*CONJUNTO DE TAREFAS:*
**A.** Responda às perguntas abaixo com base no trecho sobre o furto na Basílica do Pilar:
(i) Em que ano se realizou o Triunfo Eucarístico?
(ii) Quantas das peças furtadas no Pilar foram cadastradas na lista da Interpol?
(iii) Que idade tem a moradora Geralda da Purificação Gomes?
**B.** Extraia do trecho sobre o furto na Basílica do Pilar, sem nenhuma alteração, a passagem que começa em "Entre os objetos" e segue até "Marcelo Azevedo Maffra.".

++++ TRECHO DO DOCUMENTO ++++

Entre os objetos furtados, segundo o diretor do museu, havia uma coleção formada por custódia e três cálices de prata folheados a ouro, de origem portuguesa, usados no Triunfo Eucarístico, em 1733, a maior festa religiosa do Brasil colonial. Os objetos de fé continuam sendo procurados pelo Ministério Público de Minas Gerais (MPMG), e se encontram entre os bens cadastrados na plataforma virtual Somdar (somdar@mpmg.mg.br), com 2,5 mil bens culturais entre desaparecidos e resgatados, informa o titular da Coordenadoria das Promotorias de Justiça de Defesa do Patrimônio Cultural e Turístico de Minas Gerais (CPPC/MPMG), Marcelo Azevedo Maffra.
Meio século após o furto dos bens de valor inestimável, Maffra explica que “não prescreve a obrigação de se repararem os danos ao patrimônio cultural (natureza cível)”. Conforme o MPMG, três das peças furtadas no Pilar foram cadastradas na lista da Interpol. “Infelizmente, naqueles tempos, não havia um inventário do acervo, boas fotos, ao contrário de hoje, quando temos ficha de tudo”, explica Carlos José. As fotos das peças do Triunfo Eucarístico constam do livro “Relíquia da terra do ouro”, de Edgard de Cerqueira Falcão, publicado em 1946.
MISTÉRIOS E SILÊNCIOS
Nesta primavera, turistas lotam as ruas de Ouro Preto e grupos de brasileiros e estrangeiros chegam a todo momento para visitar a Basílica Nossa Senhora do Pilar. Depois de contemplar o esplendor do barroco e fazer suas orações, muitos se dirigem ao subsolo, onde ocorreu o furto e o início de uma história cheia de mistérios, silêncios, indefinições. Na porta do templo, a reportagem do Estado de Minas conversa com a moradora Geralda da Purificação Gomes, aposentada, de 78 anos, que diz, confiante: “Não perco a esperança de ter tudo de volta”.

++++ LINHAS EXTRAÍDAS ++++

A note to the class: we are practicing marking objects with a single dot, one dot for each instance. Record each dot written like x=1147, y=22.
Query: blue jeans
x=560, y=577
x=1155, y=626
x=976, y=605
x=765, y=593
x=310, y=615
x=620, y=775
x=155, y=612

++++

*RESULTADOS:*
**A.**
(i) Em 1733.
(ii) Três.
(iii) 78 anos.

**B.**
Entre os objetos furtados, segundo o diretor do museu, havia uma coleção formada por custódia e três cálices de prata folheados a ouro, de origem portuguesa, usados no Triunfo Eucarístico, em 1733, a maior festa religiosa do Brasil colonial. Os objetos de fé continuam sendo procurados pelo Ministério Público de Minas Gerais (MPMG), e se encontram entre os bens cadastrados na plataforma virtual Somdar (somdar@mpmg.mg.br), com 2,5 mil bens culturais entre desaparecidos e resgatados, informa o titular da Coordenadoria das Promotorias de Justiça de Defesa do Patrimônio Cultural e Turístico de Minas Gerais (CPPC/MPMG), Marcelo Azevedo Maffra.